____ Quoted text
[jira] [Commented] (FLINK-34529) Projection cannot be pushed down through rank operator.

yisha zhou (Jira) Thu, 07 Mar 2024 03:21:35 -0800


    [ 
https://issues.apache.org/jira/browse/FLINK-34529?page=com.atlassian.jira.plugin.system.issuetabpanels:comment-tabpanel&focusedCommentId=17824368#comment-17824368
 ]


yisha zhou commented on FLINK-34529:
------------------------------------

Hi, [~libenchao] , [~lincoln.86xy] , I got some updates about the solution.  I 
prepared to :
 # add `ProjectWindowTransposeRule` into PROJECT_RULES(used in 
`PROJECT_REWRITE` and `LOGICAL`),
 # remove `CalcRankTransposeRule` from `LOGICAL_REWRITE` 

For {*}Action 1{*}, there is optimization regression in one test, I'm not sure 
if we can ignore it and optimize the case in other way. The test is 
`RankTest#testRankWithAnotherRankAsInput`.

The original plan is 
{code:java}
Calc(select=[CAST(w0$o0 AS INTEGER) AS rn1, CAST(w0$o0_0 AS INTEGER) AS rn2])
+- Rank(strategy=[UpdateFastStrategy[0,2,3]], rankType=[ROW_NUMBER], 
rankRange=[rankStart=1, rankEnd=200], partitionBy=[a], orderBy=[b DESC], 
select=[a, b, c, w0$o0, w0$o0_0])
   +- Exchange(distribution=[hash[a]])
      +- Rank(strategy=[AppendFastStrategy], rankType=[ROW_NUMBER], 
rankRange=[rankStart=1, rankEnd=100], partitionBy=[a, c], orderBy=[b DESC], 
select=[a, b, c, w0$o0])
________
____ Items
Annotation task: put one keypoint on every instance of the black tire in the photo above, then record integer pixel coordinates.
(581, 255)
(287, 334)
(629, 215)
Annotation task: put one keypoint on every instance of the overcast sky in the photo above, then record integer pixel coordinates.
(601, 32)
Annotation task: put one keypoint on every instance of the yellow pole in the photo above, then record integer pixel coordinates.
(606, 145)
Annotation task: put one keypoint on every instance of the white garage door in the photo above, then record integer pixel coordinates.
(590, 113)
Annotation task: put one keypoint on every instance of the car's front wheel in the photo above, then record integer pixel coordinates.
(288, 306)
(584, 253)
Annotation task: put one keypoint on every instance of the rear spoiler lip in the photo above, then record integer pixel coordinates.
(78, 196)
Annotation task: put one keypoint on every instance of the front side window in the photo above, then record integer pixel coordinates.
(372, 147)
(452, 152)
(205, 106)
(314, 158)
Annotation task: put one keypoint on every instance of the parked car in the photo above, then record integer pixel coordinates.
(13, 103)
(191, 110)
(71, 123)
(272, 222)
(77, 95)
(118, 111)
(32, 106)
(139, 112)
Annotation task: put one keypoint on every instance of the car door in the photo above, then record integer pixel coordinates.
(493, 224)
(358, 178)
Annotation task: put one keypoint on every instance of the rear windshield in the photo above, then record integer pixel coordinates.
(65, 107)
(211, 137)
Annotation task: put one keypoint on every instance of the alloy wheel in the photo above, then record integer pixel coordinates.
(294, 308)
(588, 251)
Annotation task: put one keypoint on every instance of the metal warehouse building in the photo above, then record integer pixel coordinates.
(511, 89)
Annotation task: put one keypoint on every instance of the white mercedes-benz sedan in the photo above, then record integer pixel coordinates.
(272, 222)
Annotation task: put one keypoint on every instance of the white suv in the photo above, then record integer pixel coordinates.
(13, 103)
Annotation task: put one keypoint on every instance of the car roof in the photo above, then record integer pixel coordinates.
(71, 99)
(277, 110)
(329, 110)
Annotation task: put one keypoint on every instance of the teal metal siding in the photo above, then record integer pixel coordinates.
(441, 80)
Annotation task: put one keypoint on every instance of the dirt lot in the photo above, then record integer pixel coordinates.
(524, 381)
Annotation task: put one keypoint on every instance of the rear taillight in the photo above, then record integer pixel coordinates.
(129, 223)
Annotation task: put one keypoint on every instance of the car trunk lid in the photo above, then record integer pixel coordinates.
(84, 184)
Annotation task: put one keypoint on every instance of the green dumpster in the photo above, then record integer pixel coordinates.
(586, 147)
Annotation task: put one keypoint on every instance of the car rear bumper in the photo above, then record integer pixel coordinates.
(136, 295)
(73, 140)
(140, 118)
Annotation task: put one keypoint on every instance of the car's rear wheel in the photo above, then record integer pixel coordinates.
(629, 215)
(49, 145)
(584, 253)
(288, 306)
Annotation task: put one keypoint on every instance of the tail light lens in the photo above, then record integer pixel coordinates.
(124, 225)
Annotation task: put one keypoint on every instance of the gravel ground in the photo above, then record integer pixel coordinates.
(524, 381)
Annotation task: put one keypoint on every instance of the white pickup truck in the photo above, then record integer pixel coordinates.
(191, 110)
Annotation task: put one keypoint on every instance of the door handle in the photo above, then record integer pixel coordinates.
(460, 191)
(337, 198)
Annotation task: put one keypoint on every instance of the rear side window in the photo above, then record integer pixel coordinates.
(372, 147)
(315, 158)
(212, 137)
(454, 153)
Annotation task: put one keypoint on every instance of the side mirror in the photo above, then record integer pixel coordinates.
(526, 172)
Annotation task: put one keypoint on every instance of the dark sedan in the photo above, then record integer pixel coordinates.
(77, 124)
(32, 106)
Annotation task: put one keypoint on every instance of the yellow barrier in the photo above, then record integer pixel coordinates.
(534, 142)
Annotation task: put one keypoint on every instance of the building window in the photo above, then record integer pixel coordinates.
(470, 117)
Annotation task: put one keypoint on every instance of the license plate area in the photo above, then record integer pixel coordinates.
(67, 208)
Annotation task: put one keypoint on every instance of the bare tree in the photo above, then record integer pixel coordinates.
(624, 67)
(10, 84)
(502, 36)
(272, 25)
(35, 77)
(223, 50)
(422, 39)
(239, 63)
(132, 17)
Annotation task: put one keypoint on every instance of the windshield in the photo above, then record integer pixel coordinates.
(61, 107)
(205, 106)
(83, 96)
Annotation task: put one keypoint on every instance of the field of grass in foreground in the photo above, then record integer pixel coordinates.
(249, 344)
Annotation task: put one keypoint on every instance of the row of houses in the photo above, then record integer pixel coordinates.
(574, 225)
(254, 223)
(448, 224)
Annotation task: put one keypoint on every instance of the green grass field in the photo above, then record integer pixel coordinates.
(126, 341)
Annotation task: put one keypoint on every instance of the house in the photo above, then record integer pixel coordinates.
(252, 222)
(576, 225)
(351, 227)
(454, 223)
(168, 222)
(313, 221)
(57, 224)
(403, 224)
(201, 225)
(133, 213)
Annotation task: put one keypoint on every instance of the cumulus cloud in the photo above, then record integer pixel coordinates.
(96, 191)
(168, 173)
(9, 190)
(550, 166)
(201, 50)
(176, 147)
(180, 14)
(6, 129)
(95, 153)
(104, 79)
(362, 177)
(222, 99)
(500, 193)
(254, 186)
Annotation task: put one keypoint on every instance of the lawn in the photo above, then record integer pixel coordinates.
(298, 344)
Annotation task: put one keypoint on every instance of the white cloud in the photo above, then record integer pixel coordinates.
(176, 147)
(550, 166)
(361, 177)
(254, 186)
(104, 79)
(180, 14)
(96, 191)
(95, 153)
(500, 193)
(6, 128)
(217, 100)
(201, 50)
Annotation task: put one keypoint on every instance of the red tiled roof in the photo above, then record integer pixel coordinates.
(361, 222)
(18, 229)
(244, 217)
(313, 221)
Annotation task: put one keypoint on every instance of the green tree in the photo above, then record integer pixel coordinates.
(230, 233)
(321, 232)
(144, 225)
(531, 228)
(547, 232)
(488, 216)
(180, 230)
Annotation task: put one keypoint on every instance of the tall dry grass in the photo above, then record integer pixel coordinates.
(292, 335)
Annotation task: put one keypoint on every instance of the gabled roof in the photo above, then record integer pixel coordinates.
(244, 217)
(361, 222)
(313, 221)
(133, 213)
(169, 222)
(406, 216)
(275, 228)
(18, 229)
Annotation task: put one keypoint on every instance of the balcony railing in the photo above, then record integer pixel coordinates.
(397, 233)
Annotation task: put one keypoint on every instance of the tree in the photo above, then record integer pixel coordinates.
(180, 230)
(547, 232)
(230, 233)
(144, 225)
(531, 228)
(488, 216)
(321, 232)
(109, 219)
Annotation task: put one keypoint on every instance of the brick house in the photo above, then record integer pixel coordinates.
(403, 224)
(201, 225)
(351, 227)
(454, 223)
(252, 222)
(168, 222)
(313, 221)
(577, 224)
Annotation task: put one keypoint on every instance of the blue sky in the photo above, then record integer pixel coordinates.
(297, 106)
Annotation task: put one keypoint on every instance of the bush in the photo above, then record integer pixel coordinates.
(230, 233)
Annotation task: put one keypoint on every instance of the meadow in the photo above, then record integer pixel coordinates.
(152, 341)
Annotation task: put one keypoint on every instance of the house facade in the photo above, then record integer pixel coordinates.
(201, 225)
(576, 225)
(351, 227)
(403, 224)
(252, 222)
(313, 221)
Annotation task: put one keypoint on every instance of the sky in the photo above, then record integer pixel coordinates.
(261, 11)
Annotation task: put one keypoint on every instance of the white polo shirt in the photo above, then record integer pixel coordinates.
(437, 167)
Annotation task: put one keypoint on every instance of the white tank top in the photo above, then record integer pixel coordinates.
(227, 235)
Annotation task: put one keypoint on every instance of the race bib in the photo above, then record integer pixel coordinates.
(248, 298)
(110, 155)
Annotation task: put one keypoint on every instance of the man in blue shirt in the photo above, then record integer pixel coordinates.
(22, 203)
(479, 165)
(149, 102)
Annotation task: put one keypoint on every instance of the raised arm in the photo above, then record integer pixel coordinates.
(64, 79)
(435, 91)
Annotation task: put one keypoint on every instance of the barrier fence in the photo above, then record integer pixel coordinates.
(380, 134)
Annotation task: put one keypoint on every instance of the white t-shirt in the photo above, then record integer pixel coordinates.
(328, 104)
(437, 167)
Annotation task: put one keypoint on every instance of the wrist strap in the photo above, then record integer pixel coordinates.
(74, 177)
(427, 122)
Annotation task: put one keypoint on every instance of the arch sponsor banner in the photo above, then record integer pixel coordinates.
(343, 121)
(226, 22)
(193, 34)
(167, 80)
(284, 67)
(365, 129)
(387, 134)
________
### Directives
a – In the Jira comment about pushing projections through the rank operator, which test shows an optimization regression after Action 1?
b – Continue the Jira comment about pushing projections through the rank operator, picking up right after its last line.

### Expected answers
a – `RankTest#testRankWithAnotherRankAsInput`

b –
         +- Exchange(distribution=[hash[a, c]])
            +- Calc(select=[a, b, c])
               +- DataStreamScan(table=[[default_catalog, default_database, 
MyTable]], fields=[a, b, c, proctime, rowtime]) {code}
The changed plan is 
{code:java}
Calc(select=[CAST(w0$o0 AS INTEGER) AS rn1, CAST(w0$o0_0 AS INTEGER) AS rn2])
+- Rank(strategy=[RetractStrategy], rankType=[ROW_NUMBER], 
rankRange=[rankStart=1, rankEnd=200], partitionBy=[a], orderBy=[b DESC], 
select=[a, b, w0$o0, w0$o0_0])
   +- Exchange(distribution=[hash[a]])
      +- Calc(select=[a, b, w0$o0])
         +- Rank(strategy=[AppendFastStrategy], rankType=[ROW_NUMBER], 
rankRange=[rankStart=1, rankEnd=100], partitionBy=[a, c], orderBy=[b DESC], 
select=[a, b, c, w0$o0])
            +- Exchange(distribution=[hash[a, c]])
               +- Calc(select=[a, b, c])
                  +- DataStreamScan(table=[[default_catalog, default_database, 
MyTable]], fields=[a, b, c, proctime, rowtime])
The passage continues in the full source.